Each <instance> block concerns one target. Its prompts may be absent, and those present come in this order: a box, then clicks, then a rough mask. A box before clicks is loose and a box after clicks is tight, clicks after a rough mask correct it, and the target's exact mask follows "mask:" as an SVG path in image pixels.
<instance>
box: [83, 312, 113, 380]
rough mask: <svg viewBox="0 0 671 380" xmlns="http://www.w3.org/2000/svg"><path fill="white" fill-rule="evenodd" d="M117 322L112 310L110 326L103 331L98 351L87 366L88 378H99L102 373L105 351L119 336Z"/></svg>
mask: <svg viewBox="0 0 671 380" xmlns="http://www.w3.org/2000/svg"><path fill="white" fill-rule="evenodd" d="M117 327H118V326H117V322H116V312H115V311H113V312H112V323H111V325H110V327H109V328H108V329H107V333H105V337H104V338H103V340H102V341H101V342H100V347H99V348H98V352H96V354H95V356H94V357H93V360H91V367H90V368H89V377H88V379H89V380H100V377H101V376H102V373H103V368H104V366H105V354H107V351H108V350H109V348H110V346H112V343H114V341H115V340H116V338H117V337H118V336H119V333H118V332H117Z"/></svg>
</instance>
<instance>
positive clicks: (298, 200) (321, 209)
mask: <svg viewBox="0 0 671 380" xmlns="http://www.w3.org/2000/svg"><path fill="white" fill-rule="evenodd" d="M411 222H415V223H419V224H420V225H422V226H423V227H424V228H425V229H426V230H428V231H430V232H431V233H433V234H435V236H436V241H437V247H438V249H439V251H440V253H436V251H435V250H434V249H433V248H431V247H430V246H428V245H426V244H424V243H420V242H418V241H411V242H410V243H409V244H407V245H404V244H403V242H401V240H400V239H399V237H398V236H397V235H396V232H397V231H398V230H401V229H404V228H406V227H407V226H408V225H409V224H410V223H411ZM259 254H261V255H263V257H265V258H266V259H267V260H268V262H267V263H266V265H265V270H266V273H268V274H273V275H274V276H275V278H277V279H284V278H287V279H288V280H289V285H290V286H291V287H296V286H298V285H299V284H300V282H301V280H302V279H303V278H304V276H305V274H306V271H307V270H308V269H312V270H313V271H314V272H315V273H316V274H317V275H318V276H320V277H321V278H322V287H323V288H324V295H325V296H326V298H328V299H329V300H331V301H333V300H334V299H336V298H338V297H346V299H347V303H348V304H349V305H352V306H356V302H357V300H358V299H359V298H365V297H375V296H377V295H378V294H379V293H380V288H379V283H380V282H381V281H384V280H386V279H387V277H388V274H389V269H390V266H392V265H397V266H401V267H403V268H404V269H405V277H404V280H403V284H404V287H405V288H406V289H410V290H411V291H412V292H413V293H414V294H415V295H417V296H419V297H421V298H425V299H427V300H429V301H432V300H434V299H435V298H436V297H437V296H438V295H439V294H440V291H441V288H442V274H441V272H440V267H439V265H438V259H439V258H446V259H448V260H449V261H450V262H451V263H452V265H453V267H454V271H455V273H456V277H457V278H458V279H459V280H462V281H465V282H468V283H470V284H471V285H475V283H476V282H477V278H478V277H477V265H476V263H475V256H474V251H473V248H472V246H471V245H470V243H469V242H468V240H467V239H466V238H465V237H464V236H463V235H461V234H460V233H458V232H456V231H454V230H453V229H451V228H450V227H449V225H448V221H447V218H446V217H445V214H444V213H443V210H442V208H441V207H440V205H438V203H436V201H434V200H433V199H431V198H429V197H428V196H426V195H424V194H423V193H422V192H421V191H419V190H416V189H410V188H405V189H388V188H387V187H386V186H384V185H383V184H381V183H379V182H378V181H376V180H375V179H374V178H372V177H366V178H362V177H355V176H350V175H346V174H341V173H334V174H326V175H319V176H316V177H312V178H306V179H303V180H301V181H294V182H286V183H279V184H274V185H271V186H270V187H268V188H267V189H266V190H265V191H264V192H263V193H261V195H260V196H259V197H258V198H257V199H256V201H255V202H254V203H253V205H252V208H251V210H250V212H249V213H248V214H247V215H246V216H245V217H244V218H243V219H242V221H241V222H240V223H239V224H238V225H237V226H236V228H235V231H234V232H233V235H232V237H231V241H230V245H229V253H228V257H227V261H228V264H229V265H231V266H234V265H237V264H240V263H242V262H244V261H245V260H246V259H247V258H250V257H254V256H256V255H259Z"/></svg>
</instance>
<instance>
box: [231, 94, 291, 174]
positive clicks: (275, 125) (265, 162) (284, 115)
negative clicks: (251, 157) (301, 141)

Activity
Copy every line of the records above verbatim, with no changes.

Task solution
Each <instance> block concerns one target. Its prompts may be absent, and those present come in this order: a box, then clicks, then a rough mask. A box before clicks is loose and a box after clicks is tight, clicks after a rough mask correct it, and the target's exact mask follows "mask:" as an SVG path in image pixels.
<instance>
box: [83, 312, 113, 380]
rough mask: <svg viewBox="0 0 671 380" xmlns="http://www.w3.org/2000/svg"><path fill="white" fill-rule="evenodd" d="M117 322L112 310L110 326L103 331L98 351L87 366L88 378H99L102 373L105 351L119 336Z"/></svg>
mask: <svg viewBox="0 0 671 380" xmlns="http://www.w3.org/2000/svg"><path fill="white" fill-rule="evenodd" d="M117 327H118V326H117V322H116V312H115V311H113V312H112V323H111V325H110V327H109V328H108V329H107V333H105V337H104V338H103V340H102V341H101V342H100V347H99V348H98V352H96V354H95V356H94V357H93V360H91V367H90V368H89V377H88V379H89V380H100V377H101V376H102V373H103V368H104V366H105V354H107V351H108V350H109V348H110V346H112V343H114V341H115V340H116V338H117V337H118V336H119V333H118V332H117Z"/></svg>
</instance>
<instance>
positive clicks: (298, 200) (321, 209)
mask: <svg viewBox="0 0 671 380" xmlns="http://www.w3.org/2000/svg"><path fill="white" fill-rule="evenodd" d="M411 222H415V223H419V224H420V225H422V226H423V227H424V228H425V229H426V230H428V231H430V232H431V233H433V234H435V236H436V241H437V247H438V249H439V251H440V253H436V251H435V250H434V249H433V248H431V247H430V246H428V245H426V244H424V243H420V242H418V241H411V242H410V243H409V244H407V245H404V244H403V242H401V240H400V239H399V237H398V236H397V235H396V232H397V231H398V230H401V229H404V228H406V227H407V226H408V225H409V224H410V223H411ZM259 254H261V255H263V257H265V258H266V259H267V260H268V262H267V263H266V265H265V270H266V273H268V274H273V275H274V276H275V278H277V279H284V278H287V279H288V280H289V285H290V286H291V287H296V286H298V285H299V284H300V282H301V280H302V279H303V278H304V276H305V274H306V271H307V270H308V269H312V270H313V271H314V272H315V273H316V274H317V275H318V276H320V277H321V278H322V287H323V288H324V295H325V296H326V298H328V299H329V300H331V301H333V300H334V299H336V298H338V297H346V299H347V303H348V304H349V305H352V306H356V302H357V300H358V299H359V298H365V297H375V296H377V295H378V294H379V293H380V288H379V283H380V282H381V281H384V280H386V279H387V277H388V274H389V269H390V266H392V265H397V266H401V267H403V268H404V269H405V277H404V280H403V284H404V287H405V288H406V289H410V290H411V291H412V292H413V293H414V294H415V295H417V296H419V297H421V298H425V299H427V300H429V301H432V300H434V299H435V298H436V297H437V296H438V295H439V294H440V291H441V288H442V274H441V272H440V267H439V265H438V259H439V258H446V259H448V260H449V261H450V262H451V263H452V265H453V267H454V271H455V273H456V277H457V278H458V279H459V280H462V281H465V282H468V283H470V284H471V285H475V283H476V282H477V278H478V277H477V265H476V263H475V256H474V251H473V248H472V246H471V245H470V243H469V242H468V240H467V239H466V238H465V237H464V236H463V235H461V234H460V233H458V232H456V231H454V230H453V229H451V228H450V227H449V225H448V221H447V218H446V217H445V214H444V213H443V210H442V208H441V207H440V205H438V203H436V201H434V200H433V199H431V198H429V197H428V196H426V195H424V194H423V193H422V192H421V191H419V190H416V189H410V188H405V189H388V188H387V187H386V186H384V185H383V184H381V183H379V182H378V181H376V180H375V179H374V178H372V177H366V178H362V177H355V176H350V175H346V174H341V173H334V174H326V175H319V176H316V177H312V178H306V179H303V180H301V181H294V182H286V183H279V184H274V185H271V186H270V187H268V188H267V189H266V190H265V191H264V192H263V193H261V195H260V196H259V197H258V198H257V199H256V201H255V202H254V203H253V205H252V208H251V210H250V212H249V213H248V214H247V215H246V216H245V217H244V218H243V219H242V221H241V222H240V223H239V224H238V225H237V226H236V228H235V231H234V232H233V235H232V237H231V241H230V245H229V253H228V257H227V261H228V264H229V265H231V266H234V265H237V264H240V263H242V262H244V261H245V260H246V259H247V258H250V257H254V256H256V255H259Z"/></svg>
</instance>
<instance>
box: [231, 94, 291, 174]
positive clicks: (275, 125) (265, 162) (284, 115)
negative clicks: (251, 157) (301, 141)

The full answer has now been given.